* Exercise tasks:
a: Decide whether each statement agrees with the advice column below, answering yes or no and quoting the words of the column that settle it. (i) The letter writer's husband takes no interest in paying bills. (ii) The husband cooks without being asked. (iii) In the fable, the hen shares the bread with her farmyard friends.
b: Pick up the advice column below at the point where it stops, and keep writing it from there.

* Page:
#####
Dear For Love and Money,
While both my husband and I work, he is not interested in doing anything with our money, like paying bills or purchasing gifts, unless it comes to a larger purchase. I ask for his help because I would love assistance figuring things out from time to time, but he remains disengaged. Because of this, I find it completely acceptable to pay myself for my services by buying whatever I want.
He seems OK with this right up until I move to change something in the house, and then he suddenly has an opinion. I do not ask for his opinions, nor do I want his opinions on home planning. He does none of the cooking and cleaning unless I beg, so I don’t think that he gets to design my “office.”
If you’re not interested, don’t be interested, and let me do me. Is this wrong?
Sincerely,
Don’t Need His Unsolicited Opinions
Dear Don’t Need,
Your letter reminds me of the fable of the little red hen, who harvests the wheat, takes it to the mill, makes it into a loaf of bread, and asks her farmyard friends for help every step of the way.
It isn’t until she asks for their help eating the bread, though, that they show any interest. At that point, she says something along the lines of “Sike! She who makes the bread eats the bread, suckers!” and gobbles down the entire loaf without sharing a single crumb.
#####
* Data extract:
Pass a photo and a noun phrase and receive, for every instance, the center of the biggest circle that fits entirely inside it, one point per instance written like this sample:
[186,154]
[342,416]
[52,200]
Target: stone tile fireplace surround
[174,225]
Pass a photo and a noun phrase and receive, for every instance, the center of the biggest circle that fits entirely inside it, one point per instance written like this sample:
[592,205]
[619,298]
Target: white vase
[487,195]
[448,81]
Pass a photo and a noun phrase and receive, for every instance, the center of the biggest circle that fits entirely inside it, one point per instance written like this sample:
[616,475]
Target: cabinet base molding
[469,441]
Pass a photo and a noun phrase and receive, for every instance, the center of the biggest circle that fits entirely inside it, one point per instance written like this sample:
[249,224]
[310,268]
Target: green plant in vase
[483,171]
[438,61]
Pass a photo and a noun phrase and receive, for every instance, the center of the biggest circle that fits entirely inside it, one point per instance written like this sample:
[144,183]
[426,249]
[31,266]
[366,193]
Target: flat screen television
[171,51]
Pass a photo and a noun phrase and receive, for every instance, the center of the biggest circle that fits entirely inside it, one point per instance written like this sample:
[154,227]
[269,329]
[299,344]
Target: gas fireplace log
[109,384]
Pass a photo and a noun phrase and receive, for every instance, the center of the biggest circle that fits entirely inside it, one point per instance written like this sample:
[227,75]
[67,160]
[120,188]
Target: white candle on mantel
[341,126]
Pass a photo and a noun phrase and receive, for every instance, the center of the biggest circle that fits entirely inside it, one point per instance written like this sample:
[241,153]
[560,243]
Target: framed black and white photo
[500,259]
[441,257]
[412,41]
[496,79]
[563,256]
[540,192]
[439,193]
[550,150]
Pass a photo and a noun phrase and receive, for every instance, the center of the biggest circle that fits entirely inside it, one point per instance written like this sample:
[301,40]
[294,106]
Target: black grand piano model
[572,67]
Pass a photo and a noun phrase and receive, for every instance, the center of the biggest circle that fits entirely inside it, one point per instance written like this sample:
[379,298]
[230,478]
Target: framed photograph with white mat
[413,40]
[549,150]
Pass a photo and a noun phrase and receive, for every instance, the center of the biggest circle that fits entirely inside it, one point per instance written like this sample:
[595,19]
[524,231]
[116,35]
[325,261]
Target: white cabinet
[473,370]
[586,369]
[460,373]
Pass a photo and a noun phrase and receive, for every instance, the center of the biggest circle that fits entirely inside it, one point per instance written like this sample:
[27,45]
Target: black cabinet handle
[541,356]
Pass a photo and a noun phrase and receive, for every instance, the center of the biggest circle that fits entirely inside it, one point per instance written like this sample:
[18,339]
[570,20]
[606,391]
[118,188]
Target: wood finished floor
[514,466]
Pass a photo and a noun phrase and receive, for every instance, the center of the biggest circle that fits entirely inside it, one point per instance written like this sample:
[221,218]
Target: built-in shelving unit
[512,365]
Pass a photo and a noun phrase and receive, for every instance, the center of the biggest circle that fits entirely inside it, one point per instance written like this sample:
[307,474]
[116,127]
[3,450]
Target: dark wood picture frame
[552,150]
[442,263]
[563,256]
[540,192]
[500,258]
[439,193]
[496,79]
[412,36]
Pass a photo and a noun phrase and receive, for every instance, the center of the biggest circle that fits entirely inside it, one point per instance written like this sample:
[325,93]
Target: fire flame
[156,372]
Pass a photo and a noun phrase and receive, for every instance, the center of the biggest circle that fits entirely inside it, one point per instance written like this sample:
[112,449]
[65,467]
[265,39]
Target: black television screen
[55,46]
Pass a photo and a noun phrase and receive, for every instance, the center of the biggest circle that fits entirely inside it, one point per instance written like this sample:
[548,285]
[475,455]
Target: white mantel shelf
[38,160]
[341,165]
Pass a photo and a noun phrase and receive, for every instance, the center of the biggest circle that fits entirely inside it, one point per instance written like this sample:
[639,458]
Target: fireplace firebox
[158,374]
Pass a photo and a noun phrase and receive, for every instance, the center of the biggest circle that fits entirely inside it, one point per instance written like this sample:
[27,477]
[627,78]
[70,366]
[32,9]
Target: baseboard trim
#####
* Final results:
a:
(i) Yes: "he is not interested in doing anything with our money, like paying bills or purchasing gifts"
(ii) No: "He does none of the cooking and cleaning unless I beg"
(iii) No: "gobbles down the entire loaf without sharing a single crumb"

b:
In the version of this story I read growing up, the little red hen’s friends were depicted as a trio made up of a pig, a cat, and a goose. Their devastation at the end of the book was so well rendered that while I knew the little red hen had the moral high ground, I never once took her side. Because who eats a steaming slice of buttered bread right in their friends’ faces? But then again, who flatly refuses to help a friend who has asked them for help no less than three times?
You get where I am going with this, right? In a dynamic fraught with resentment and retaliation, who’s right or wrong no longer matters, because no one is winning.
Having been on both sides of this argument at different times in my marriage, I have a theory about why your husband isn’t helping. You said you don’t want his opinion on household decisions. While I understand your perspective that you’ve earned this authority by doing the work and he hasn’t, he’s likely coming at it from the other side: Why take care of something that he has no say in?
There’s a point where you have to break this cycle and build on a foundation stronger than a scoreboard. That foundation can be as simple as having a productive conversation.
You mentioned you “ask for his help”, which indicates you’ve broached the topic before, but he remained disengaged. I suggest that, instead of addressing your needs as they arise, you get ahead by having a conversation with him about the dynamic as a whole.
A constructive sit-down will look different for everyone, but they will always share these features:
You approach the conversation as equals. This means you must both commit to not letting it devolve into a score-keeping session. You share finances, which means no matter who brings in the higher income, who has the better credit score, or who does the most around the house, you make your financial decisions together.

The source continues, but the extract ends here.